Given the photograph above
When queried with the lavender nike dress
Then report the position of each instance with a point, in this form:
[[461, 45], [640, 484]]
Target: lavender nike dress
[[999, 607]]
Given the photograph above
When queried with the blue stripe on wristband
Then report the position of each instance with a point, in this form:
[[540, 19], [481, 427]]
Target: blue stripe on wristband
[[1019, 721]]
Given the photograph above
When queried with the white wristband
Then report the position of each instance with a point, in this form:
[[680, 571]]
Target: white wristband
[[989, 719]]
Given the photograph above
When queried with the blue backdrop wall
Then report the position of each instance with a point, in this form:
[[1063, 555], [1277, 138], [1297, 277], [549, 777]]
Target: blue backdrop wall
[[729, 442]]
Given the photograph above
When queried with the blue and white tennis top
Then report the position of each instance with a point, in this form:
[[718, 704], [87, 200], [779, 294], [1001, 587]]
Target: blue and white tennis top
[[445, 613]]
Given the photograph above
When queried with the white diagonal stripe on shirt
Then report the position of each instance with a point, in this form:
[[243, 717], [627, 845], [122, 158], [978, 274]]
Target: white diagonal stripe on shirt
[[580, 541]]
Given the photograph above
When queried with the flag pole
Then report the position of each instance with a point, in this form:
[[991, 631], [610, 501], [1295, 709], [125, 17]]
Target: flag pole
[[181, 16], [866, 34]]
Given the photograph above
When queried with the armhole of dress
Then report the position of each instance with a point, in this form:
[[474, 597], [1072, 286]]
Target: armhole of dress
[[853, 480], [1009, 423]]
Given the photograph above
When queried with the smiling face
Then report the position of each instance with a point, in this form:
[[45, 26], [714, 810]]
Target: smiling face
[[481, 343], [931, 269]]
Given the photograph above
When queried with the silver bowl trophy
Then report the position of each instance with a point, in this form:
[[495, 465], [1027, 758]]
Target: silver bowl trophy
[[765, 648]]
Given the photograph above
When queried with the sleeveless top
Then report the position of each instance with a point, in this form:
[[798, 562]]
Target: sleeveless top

◆ ◆ ◆ ◆

__What you are asked to do__
Reproduce every row above verbatim, without altering, adding, or omitting a single character.

__Full solution__
Given the photograph above
When queried with the lavender nike dress
Then report the position of each instance with a point, in this form:
[[461, 45], [640, 484]]
Target: lavender nike dress
[[999, 607]]
Given the photograph above
When queried with the blue stripe on wristband
Then report the position of each instance with a point, in this form:
[[540, 19], [481, 427]]
Target: blue stripe on wristband
[[1019, 721]]
Given the photograph above
When queried with the white wristband
Then report the position of each instance with a point, in this form:
[[680, 571]]
Target: white wristband
[[989, 719]]
Given the photograph above
When queried with the blue backdrop wall
Then report the position of each instance with a point, in this form:
[[1063, 555], [1277, 138], [1297, 277], [549, 777]]
Target: blue backdrop wall
[[729, 442]]
Given the photograph above
When queried with the blue and white tennis top
Then report the position of each instance with a point, in this form:
[[718, 704], [87, 200], [779, 294], [1001, 587]]
Target: blue and white tennis top
[[445, 613]]
Given the photograph above
When queried with the white diagonal stripe on shirt
Then report the position of each instance with a point, in this form:
[[243, 717], [627, 845], [122, 158], [978, 274]]
Target: white diagonal stripe on shirt
[[580, 541]]
Given the photograph above
When queried with the flag pole
Then report the position of each instance with a point, in this form:
[[991, 631], [610, 501], [1295, 709], [125, 17]]
Target: flag pole
[[181, 16], [866, 34]]
Given the photograph above
When queried with the armhole of dress
Then report the position of each instance with a point, in this form:
[[474, 597], [1072, 286]]
Target: armhole of dress
[[853, 480], [1009, 423]]
Given the photograph above
When queried with the smiling face
Then report the position of each instance with a point, in this form:
[[45, 26], [714, 810]]
Target: smiling face
[[481, 343], [931, 269]]
Given the photograph above
When queried with the silver bowl trophy
Then report the position of each instance with a point, in this form:
[[495, 465], [1027, 758]]
Target: silver bowl trophy
[[765, 648]]
Given the photograph above
When queried with the sleeveless top
Then report the position of each instance with a point, in this form:
[[798, 562]]
Target: sleeveless top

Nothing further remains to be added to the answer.